§ **ACTION ITEM A**
List the tip headings in the home improvement article that each open a paragraph and are followed by advice.
§ **ACTION ITEM B**
Using the home improvement article, decide whether each statement agrees with it: (i) The contract review should take place once the job has started. (ii) Homeowners usually lack experience putting together a construction agreement. (iii) A detailed specifications list can reduce potential cost overruns. Answer yes or no for each and quote the words that decide it.
§ **ACTION ITEM C**
Continue the home improvement article from the point where it stops.

A recap of tiips for helping your client through a home improvement project
By David Lupberger
April 04, 2011

For this final installment, I thought I’d provide a kind of recap of the key points to keep in mind when working with and managing the Emotional Homeowner. Check these off your to-do list and you’ll be well on your way to a successful project and satisfied client.

Put it in writing. You have heard this more times than you probably care to remember. Undertaking any kind of construction project requires that everything be put in writing. For obvious reasons, the homeowner shouldn’t and can’t do this. They don’t understand specifications and usually don’t have experience putting together a construction agreement. As the experienced pro, make sure you define each and every part of the project. It’s also your job to make sure that homeowners understand any agreement they are signing. Which is why you should…

Review your contract thoroughly. A thorough contract review should occur before any contract is signed. Before the job begins, do a contract review to ensure that everyone knows what is expected. This review should be clear and easy to understand. Make sure everyone is in agreement on what is going to happen, when it’s going to happen and who is responsible.

Clarify job specifications. Provide homeowners with a complete specifications list detailing every conceivable item that will go into their home improvement project. With a detailed specifications list, you will reduce potential cost overruns by identifying all of the “parts” that are going into their project. In doing so, you’ll also minimize—if not completely eliminate—confusion and misunderstandings. Detailed specifications clearly specify what materials are being used in a project. So nothing is left to chance. It may mean more work up front, but it provides immense advantages:
• When all or most product selections are made prior to starting a job, the job cannot be delayed by homeowner indecision. If all their decisions have been made, you can order any special items that have a long lead time, and you can schedule a project effectively.

§ **RAW DATA**

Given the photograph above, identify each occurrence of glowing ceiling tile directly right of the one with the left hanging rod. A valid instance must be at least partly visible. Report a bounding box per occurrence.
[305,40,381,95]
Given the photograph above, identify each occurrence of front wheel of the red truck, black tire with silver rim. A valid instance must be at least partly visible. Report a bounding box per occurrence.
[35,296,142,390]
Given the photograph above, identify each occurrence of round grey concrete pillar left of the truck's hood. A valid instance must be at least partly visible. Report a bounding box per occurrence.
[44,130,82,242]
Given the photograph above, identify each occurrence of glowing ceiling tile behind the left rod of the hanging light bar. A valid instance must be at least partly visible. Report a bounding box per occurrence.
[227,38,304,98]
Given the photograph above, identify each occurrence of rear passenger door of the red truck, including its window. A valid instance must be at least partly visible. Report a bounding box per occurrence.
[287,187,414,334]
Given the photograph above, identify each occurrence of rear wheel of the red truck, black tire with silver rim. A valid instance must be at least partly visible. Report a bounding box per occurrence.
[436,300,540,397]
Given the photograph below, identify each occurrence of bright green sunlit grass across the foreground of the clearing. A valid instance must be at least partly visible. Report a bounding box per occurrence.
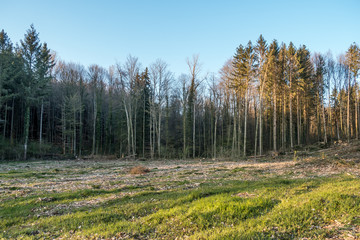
[0,175,360,239]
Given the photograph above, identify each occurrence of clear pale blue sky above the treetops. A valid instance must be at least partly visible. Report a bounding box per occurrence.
[0,0,360,75]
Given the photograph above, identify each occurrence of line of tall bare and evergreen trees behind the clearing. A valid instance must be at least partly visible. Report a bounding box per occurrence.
[0,26,360,159]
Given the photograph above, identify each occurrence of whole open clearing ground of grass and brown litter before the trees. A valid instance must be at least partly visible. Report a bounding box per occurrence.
[0,141,360,239]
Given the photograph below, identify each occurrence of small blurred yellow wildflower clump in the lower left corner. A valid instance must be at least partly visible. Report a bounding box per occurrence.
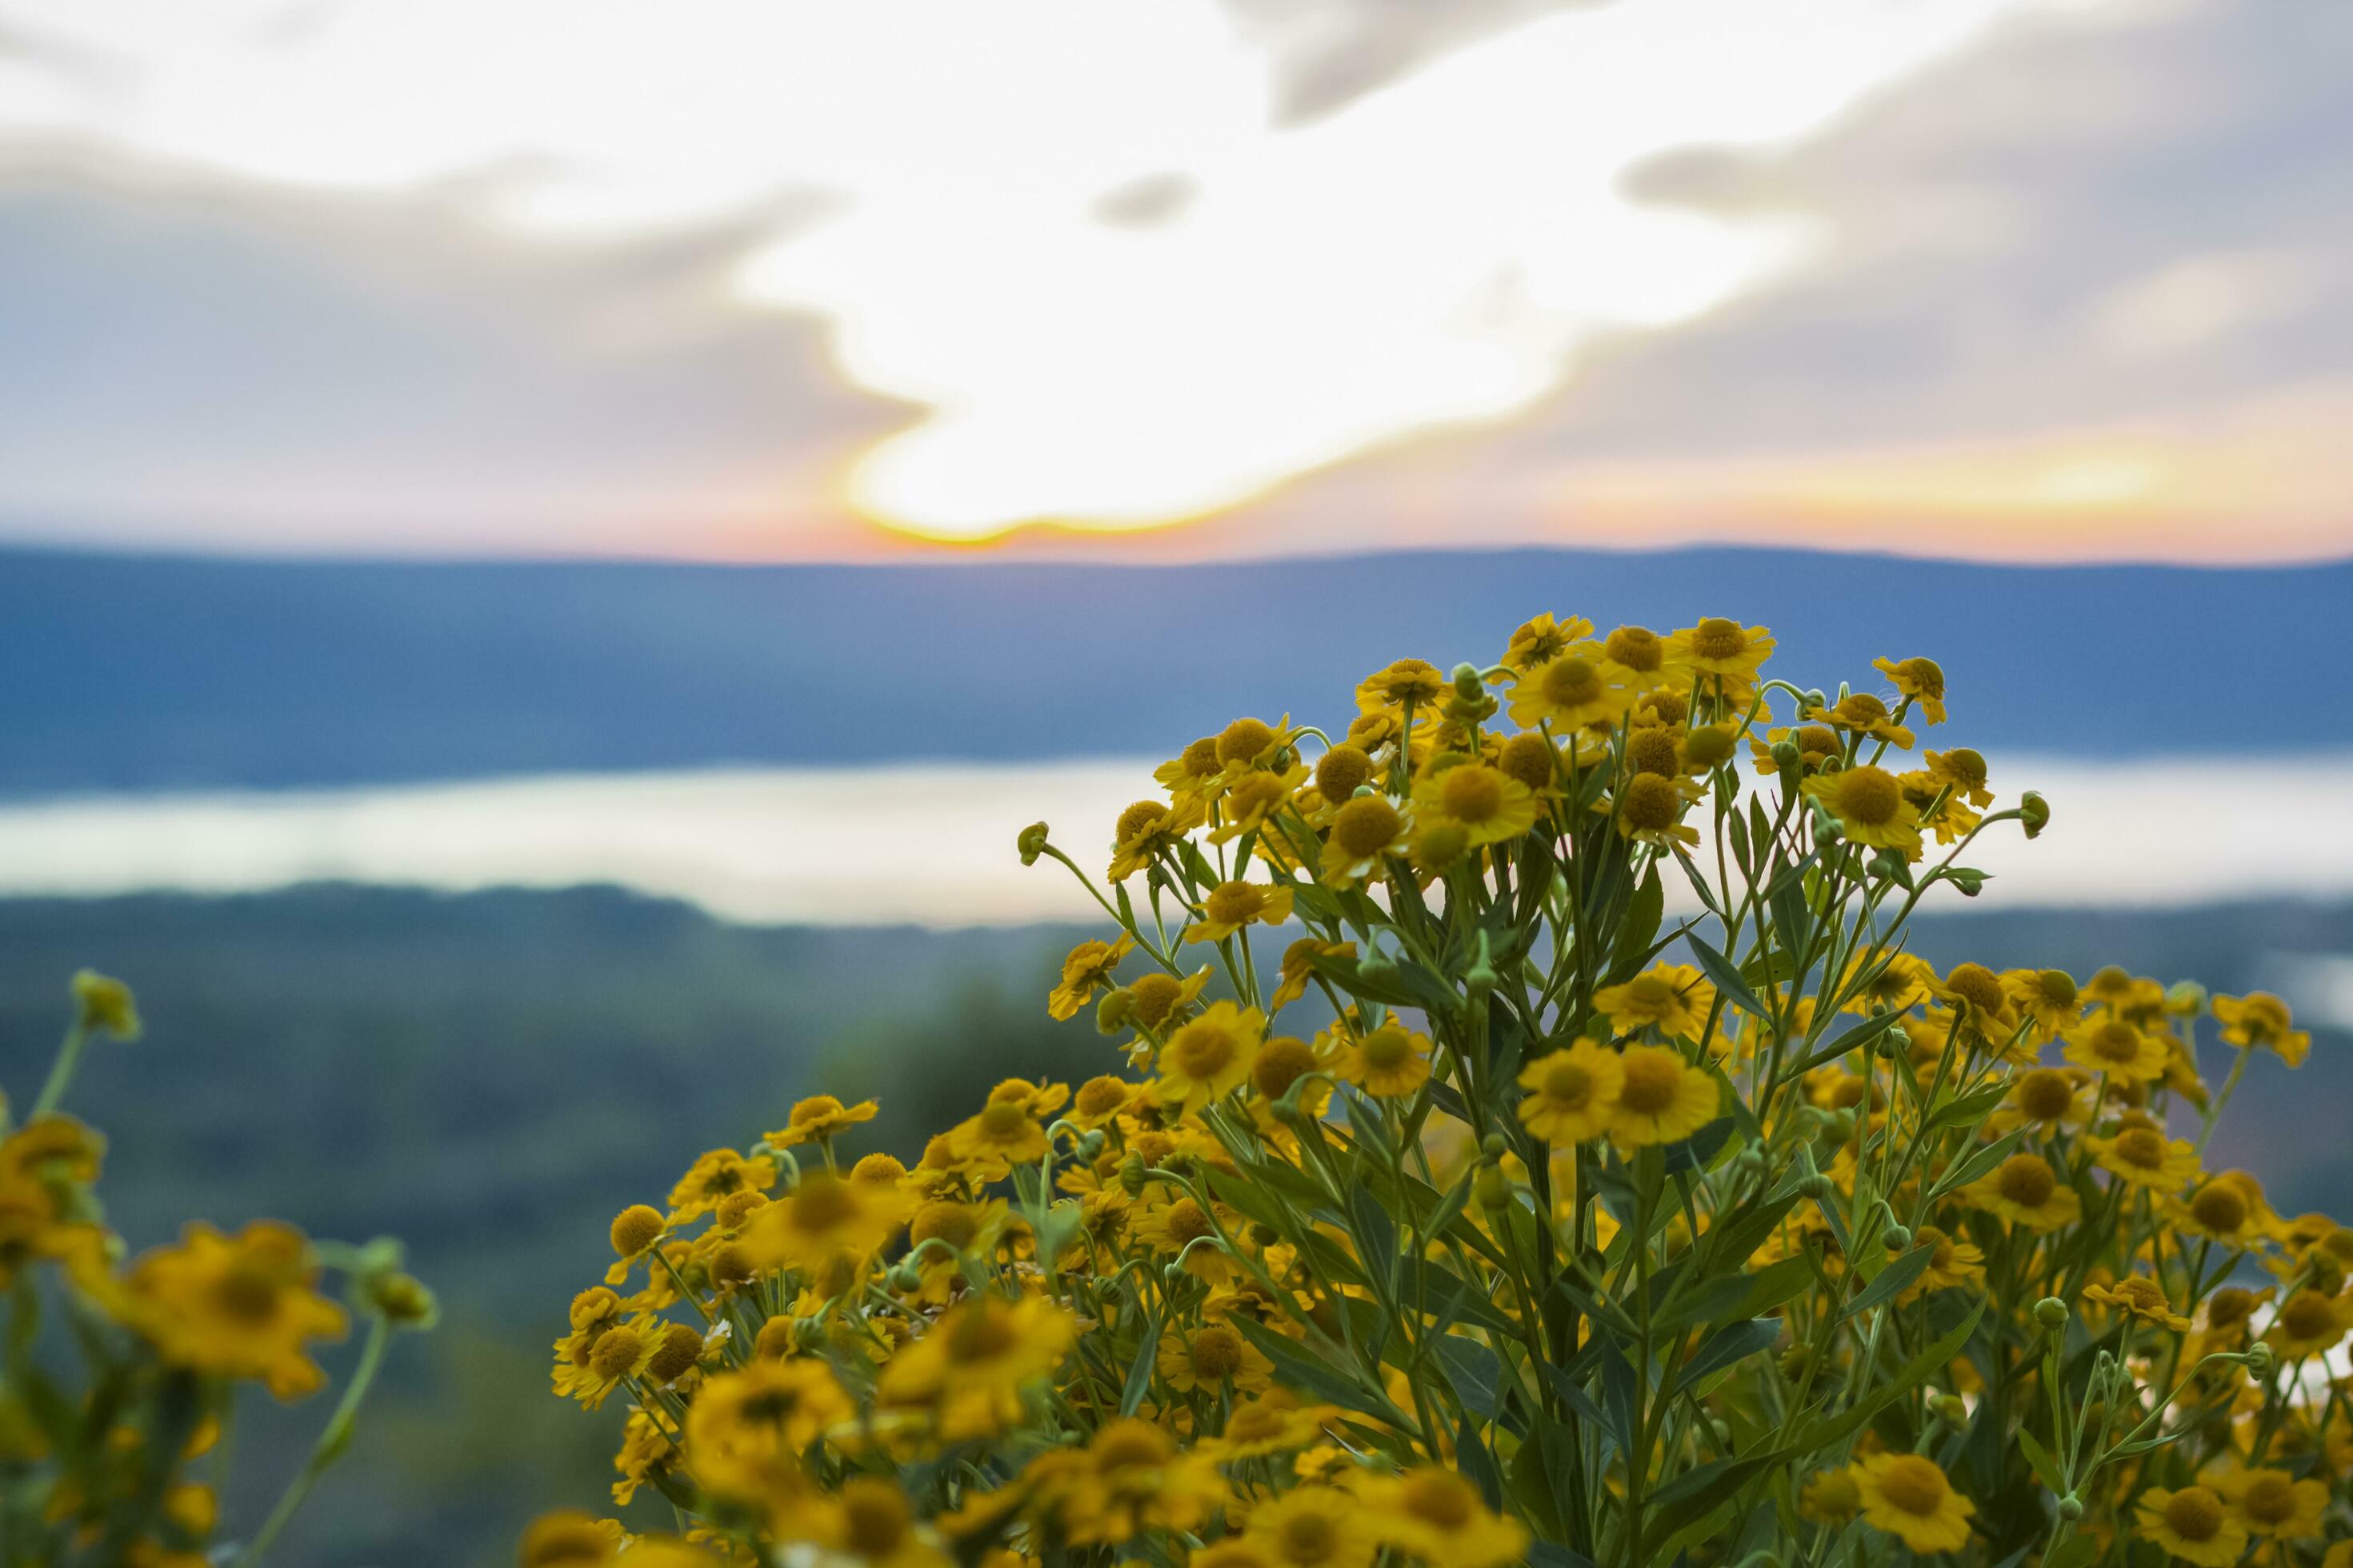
[0,970,435,1568]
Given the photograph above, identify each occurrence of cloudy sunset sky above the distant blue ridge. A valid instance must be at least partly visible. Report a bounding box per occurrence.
[0,0,2353,562]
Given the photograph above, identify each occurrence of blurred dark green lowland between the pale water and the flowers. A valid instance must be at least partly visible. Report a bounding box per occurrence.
[0,887,2353,1568]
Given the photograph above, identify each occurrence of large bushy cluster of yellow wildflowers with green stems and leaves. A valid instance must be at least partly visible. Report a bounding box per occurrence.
[538,614,2353,1568]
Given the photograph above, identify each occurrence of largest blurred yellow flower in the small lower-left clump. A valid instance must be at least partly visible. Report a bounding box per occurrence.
[110,1219,346,1398]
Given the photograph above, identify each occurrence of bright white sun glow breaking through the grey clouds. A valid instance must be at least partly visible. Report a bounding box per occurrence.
[0,0,2061,539]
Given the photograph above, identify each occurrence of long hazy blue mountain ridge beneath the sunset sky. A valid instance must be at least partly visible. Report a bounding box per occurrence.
[0,549,2353,796]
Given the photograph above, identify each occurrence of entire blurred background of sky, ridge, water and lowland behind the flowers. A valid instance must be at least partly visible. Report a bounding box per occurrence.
[0,0,2353,1566]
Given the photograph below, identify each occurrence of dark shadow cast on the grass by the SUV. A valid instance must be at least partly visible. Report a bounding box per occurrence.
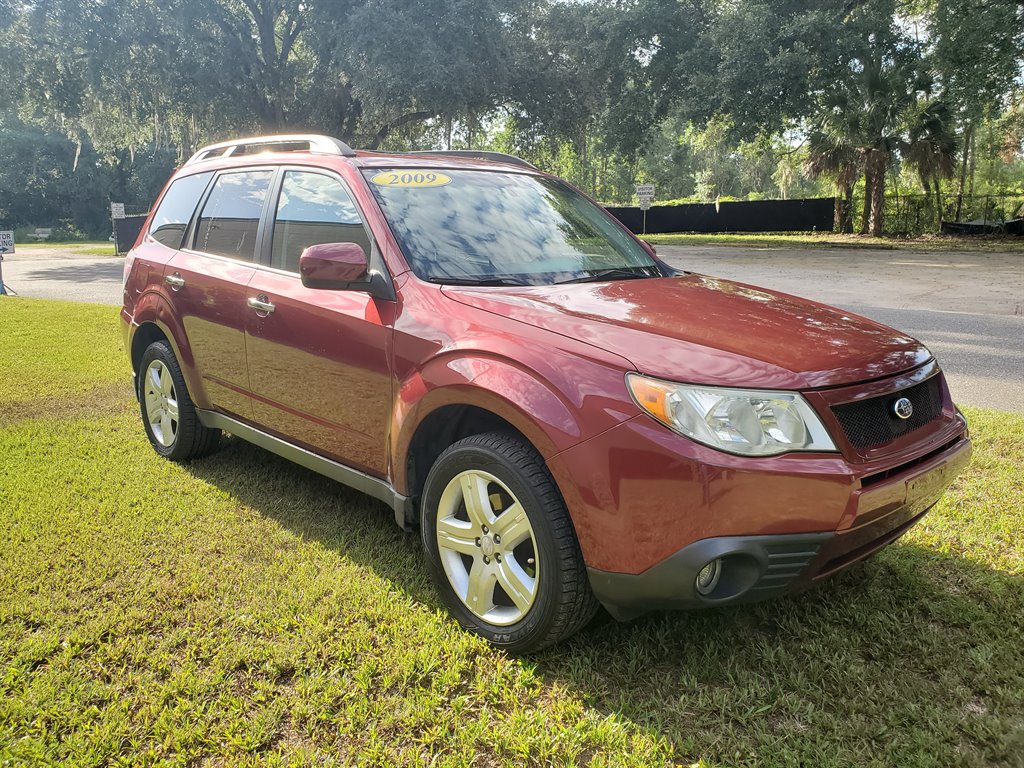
[190,438,1024,766]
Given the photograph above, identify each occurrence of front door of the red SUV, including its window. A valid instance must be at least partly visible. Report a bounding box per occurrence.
[246,168,395,476]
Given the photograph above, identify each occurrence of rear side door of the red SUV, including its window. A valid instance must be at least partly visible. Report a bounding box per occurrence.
[164,168,275,421]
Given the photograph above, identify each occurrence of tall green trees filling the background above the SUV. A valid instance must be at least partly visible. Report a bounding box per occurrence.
[0,0,1024,233]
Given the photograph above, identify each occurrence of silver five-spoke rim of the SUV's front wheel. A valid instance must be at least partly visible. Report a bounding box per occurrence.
[436,470,541,626]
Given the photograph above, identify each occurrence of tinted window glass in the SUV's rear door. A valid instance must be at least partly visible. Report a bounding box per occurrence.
[196,171,273,261]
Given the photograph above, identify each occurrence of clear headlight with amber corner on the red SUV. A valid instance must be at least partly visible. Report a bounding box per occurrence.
[626,374,836,456]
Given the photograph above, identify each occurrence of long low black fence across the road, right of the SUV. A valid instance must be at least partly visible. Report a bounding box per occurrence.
[608,198,836,234]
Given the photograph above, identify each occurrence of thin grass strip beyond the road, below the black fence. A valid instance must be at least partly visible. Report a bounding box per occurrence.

§ **TASK ANSWER A**
Put it in writing.
Review your contract thoroughly.
Clarify job specifications.

§ **TASK ANSWER B**
(i) No: "A thorough contract review should occur before any contract is signed."
(ii) Yes: "usually don’t have experience putting together a construction agreement"
(iii) Yes: "With a detailed specifications list, you will reduce potential cost overruns"

§ **TASK ANSWER C**
• You now have a document that provides your installer or field employee with everything he or she needs to complete the job. If you have carefully specified every part, you will not receive calls about any of the job specifications because they will have all of the information right in front of them.
Specifications are not just the list of materials necessary to build or repair the project referred to to in your working agreement, they also act as an informal insurance contract. As such, they should detail the exact brand, make, model, number, style, type, color, shade, size, weight, thickness and any other description of all the materials you will use to complete any project. Such a set of specifications eliminates the gray areas between you and your clients and will enable you to tell them exactly how much their project will cost.

You can successfully manage a remodeling job by managing emotional homeowners. Remember: On some level or another, they’re all emotional, so spend a little time understanding their fears and then building trust. The three major steps include:
• Understanding them. Realize that this period is an emotional time for the people you work for. They are going to have upsets. Expect them and be ready to deal with them. It’s also a fearful time. Gear everything you do toward reducing their fears.

• Building trust by assuming a parental role. Be consistent. Be honest. Keep your promises. Provide reassurance.

• Keeping them informed. Agree to job procedures before the job starts. Provide them with a paper trail of everything that’s going on.

Now, I can’t promise you that following the recommendations above will help you avoid every adversarial experience that comes up during a home improvement project. However, do so will give you a handle on effectively managing most emotional homeowners. Do this well, and you will build a strong customer base, which will in turn provide you with ongoing customer referrals. When that happens, you can begin to pick the jobs you want to work on, because this effective management skill is in strong demand.

Home improvement and remodeling are service businesses, and people work with people they like. These strategies will allow you to manage the most unpredictable part of your business—the emotional homeowner.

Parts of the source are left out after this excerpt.